## Exercise brief
Pick out each line in the entries below that contains the word "river", and copy those lines. Case counts.

[Saved data entries]
======

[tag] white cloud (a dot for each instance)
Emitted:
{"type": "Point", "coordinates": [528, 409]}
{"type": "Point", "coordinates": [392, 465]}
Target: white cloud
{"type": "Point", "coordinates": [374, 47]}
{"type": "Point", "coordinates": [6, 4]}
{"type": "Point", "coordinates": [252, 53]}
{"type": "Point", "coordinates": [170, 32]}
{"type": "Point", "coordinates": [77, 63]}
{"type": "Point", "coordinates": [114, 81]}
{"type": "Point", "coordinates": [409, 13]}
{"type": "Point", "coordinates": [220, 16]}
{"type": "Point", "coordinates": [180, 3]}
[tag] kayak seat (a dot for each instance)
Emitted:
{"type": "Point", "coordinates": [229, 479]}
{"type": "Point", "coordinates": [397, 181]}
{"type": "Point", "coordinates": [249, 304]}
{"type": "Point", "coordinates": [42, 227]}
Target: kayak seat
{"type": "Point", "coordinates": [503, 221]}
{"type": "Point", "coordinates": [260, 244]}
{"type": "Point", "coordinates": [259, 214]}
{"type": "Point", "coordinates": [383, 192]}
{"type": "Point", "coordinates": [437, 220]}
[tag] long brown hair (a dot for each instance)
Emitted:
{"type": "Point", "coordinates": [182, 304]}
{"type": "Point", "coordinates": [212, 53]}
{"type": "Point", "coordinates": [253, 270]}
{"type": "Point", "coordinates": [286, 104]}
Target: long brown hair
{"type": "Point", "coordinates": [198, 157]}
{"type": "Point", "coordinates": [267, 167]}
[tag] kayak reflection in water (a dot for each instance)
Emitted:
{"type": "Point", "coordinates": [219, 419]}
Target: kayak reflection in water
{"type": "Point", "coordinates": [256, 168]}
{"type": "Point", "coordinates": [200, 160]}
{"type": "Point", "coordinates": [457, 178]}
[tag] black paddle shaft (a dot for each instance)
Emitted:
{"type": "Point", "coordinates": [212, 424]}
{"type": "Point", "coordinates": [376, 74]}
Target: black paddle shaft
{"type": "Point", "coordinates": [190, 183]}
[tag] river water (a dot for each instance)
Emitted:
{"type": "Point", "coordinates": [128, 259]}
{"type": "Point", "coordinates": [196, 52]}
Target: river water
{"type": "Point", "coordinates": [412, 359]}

======

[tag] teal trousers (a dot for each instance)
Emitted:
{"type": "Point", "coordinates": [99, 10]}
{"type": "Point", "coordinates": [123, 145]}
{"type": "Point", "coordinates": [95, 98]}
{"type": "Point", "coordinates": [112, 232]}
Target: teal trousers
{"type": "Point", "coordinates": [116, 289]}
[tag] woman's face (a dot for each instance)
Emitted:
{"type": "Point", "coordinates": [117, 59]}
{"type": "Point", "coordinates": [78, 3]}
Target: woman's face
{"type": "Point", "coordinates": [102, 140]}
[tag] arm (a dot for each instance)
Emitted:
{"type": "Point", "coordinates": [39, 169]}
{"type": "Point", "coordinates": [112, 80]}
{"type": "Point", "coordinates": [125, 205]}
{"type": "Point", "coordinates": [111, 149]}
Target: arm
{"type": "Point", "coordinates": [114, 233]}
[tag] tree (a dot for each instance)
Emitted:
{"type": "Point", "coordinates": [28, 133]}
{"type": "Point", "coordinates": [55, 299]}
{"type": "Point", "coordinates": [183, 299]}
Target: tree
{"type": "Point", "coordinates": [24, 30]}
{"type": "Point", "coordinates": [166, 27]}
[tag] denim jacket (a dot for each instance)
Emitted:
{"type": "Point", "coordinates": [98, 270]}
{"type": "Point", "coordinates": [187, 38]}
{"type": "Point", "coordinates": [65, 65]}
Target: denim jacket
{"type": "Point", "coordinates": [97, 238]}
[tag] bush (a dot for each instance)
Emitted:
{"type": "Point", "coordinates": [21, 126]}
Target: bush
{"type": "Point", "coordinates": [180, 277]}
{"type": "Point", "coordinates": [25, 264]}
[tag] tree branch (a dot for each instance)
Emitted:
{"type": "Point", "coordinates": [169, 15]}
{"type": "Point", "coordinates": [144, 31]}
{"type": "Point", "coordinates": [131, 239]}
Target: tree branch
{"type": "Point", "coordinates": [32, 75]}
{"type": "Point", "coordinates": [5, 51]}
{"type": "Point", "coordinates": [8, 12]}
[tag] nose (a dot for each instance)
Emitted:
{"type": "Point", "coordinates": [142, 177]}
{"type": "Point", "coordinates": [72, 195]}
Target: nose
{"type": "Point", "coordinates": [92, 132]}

======

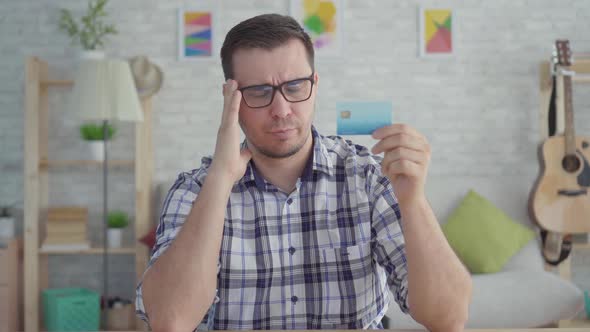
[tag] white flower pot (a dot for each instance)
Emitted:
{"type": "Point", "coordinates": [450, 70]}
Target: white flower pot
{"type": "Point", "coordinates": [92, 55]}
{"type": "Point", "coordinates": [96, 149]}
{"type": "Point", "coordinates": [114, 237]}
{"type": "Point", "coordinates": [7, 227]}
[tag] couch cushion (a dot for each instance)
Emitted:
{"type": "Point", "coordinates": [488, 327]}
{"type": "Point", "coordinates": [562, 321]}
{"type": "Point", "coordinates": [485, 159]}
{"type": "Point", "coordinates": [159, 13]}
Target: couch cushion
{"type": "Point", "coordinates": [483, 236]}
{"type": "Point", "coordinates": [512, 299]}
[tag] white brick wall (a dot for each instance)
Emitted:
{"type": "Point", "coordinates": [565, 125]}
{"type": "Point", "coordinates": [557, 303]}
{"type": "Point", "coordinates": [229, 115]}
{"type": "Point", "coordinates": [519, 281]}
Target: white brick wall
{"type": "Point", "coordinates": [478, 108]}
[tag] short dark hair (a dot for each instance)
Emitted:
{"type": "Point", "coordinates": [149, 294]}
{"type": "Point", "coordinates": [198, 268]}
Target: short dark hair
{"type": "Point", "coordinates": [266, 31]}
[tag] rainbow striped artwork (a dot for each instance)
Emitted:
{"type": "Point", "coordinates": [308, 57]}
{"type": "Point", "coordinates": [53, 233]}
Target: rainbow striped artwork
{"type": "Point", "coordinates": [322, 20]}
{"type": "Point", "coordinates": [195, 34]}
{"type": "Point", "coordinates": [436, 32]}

======

## Solution to this problem
[tag] river water (a dot for each instance)
Target: river water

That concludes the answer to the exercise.